Task directions:
Can you quote all of the data below word for word, leaving out the pictures?

Material for the task:
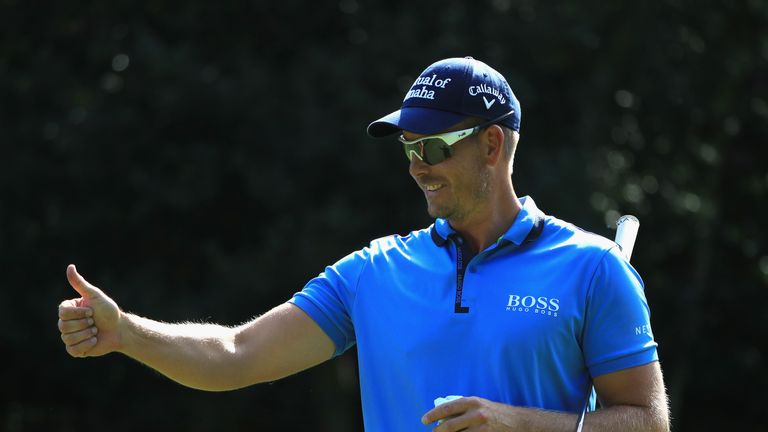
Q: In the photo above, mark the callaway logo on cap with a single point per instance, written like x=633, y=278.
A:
x=446, y=93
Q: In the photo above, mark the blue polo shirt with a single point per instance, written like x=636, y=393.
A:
x=527, y=322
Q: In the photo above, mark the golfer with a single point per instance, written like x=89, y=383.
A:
x=529, y=318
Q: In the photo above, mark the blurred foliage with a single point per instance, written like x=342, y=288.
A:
x=202, y=161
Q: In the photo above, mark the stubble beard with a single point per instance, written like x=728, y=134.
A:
x=460, y=208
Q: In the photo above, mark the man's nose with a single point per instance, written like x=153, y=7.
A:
x=417, y=167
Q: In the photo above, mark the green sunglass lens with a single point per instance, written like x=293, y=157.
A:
x=436, y=151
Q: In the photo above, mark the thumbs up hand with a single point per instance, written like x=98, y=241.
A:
x=89, y=324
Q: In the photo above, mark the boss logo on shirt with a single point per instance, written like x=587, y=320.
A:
x=548, y=306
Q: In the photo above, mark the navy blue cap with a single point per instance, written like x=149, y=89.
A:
x=446, y=93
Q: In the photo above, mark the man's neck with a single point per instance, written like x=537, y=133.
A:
x=486, y=225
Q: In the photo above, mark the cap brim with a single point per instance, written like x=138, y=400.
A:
x=418, y=120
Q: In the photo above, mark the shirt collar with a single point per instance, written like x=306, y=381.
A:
x=517, y=233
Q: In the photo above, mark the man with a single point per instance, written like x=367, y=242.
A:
x=518, y=311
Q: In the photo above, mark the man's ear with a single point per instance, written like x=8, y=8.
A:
x=493, y=138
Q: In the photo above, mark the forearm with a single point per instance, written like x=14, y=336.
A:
x=621, y=417
x=200, y=356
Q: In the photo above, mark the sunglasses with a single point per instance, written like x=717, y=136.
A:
x=434, y=149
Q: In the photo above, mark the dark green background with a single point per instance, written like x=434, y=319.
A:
x=202, y=160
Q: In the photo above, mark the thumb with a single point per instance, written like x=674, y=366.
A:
x=81, y=285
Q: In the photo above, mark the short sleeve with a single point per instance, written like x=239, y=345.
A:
x=617, y=331
x=329, y=297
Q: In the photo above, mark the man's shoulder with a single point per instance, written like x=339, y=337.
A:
x=402, y=242
x=558, y=232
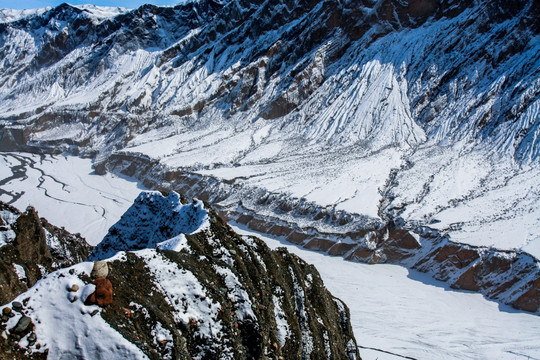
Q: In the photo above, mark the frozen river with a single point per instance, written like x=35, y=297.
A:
x=392, y=308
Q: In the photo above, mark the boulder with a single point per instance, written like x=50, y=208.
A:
x=103, y=294
x=100, y=270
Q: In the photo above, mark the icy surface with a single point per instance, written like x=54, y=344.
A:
x=161, y=222
x=68, y=329
x=410, y=314
x=67, y=192
x=7, y=234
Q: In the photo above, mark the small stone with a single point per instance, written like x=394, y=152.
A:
x=23, y=324
x=17, y=306
x=100, y=270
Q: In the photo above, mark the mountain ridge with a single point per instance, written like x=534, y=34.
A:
x=346, y=115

Written solution:
Q: In the photo above, mark the callaway logo on cap with a single point per instance, written like x=633, y=278.
A:
x=446, y=93
Q: In the photo above, mark the blue polo shirt with a single point per instance, written like x=636, y=393.
A:
x=527, y=322
Q: In the photo above, mark the golfer with a single point per instance, written like x=89, y=383.
A:
x=529, y=318
Q: In the photo above, mark the blurred foliage with a single point per instance, written like x=342, y=288.
A:
x=202, y=161
Q: In the photo above, mark the stubble beard with a single point per instance, written like x=728, y=134.
A:
x=460, y=208
Q: In the photo above, mark the man's nose with a single point per instance, written like x=153, y=7.
A:
x=417, y=167
Q: In the photo above, mark the green sunglass lens with a single point per instance, written like x=293, y=157.
A:
x=436, y=151
Q: In the photo above, mark the thumbs up hand with a single point per instance, written like x=98, y=241.
A:
x=89, y=324
Q: In the photo above, mark the boss logo on shirt with a single point per instance, written like x=587, y=320.
A:
x=548, y=306
Q: In the photo above, mark the navy blue cap with a single point per instance, written like x=149, y=89.
A:
x=446, y=93
Q: In the photo above, mark the man's neck with a single point per instance, written like x=537, y=133.
A:
x=486, y=225
Q: In the photo above, mark the cap brim with a single point per instance, written like x=138, y=400.
A:
x=418, y=120
Q: In the photo above, mark the shirt collar with a single point per instance, written like x=306, y=381.
A:
x=517, y=233
Q: In the photo above, mark the man with a single point per instance, written like x=367, y=242.
A:
x=518, y=311
Q: In the photo above, mark the man's ear with a single point per instance, written like x=8, y=8.
A:
x=493, y=138
Q: In the photo above, mark the forearm with a single point per instance, written like x=14, y=336.
A:
x=621, y=417
x=200, y=356
Q: In the photo above, mark the sunglasses with a single point per instance, written like x=717, y=136.
A:
x=434, y=149
Q: In the photo above, mark the dark green background with a single point per instance, written like x=434, y=319.
A:
x=202, y=160
Q: In the photo above, mark the thumb with a single point per instance, written like x=674, y=366.
A:
x=81, y=285
Q: In the photo above, mark the short sleeve with a single point per instance, written like x=239, y=345.
A:
x=617, y=331
x=329, y=297
Q: In the photo above, mark the man's shoulder with a single point per instance, written like x=339, y=337.
A:
x=402, y=242
x=558, y=232
Q: In the photo above, mark the frozen river with a single point per instance, written like x=35, y=297.
A:
x=392, y=308
Q: In the photo above, mark the boulder with a single point per instance, written like x=50, y=208.
A:
x=103, y=294
x=100, y=270
Q: In the photo above, mark the icy surface with a single point per instance, written like x=54, y=344.
A:
x=161, y=222
x=68, y=329
x=410, y=314
x=67, y=192
x=7, y=234
Q: In the photo above, mark the small stone with a single point per instance, written like x=394, y=152.
A:
x=23, y=324
x=17, y=306
x=100, y=270
Q: In the photo above, mark the mountain ridge with a single point per instance, written like x=534, y=34.
A:
x=346, y=115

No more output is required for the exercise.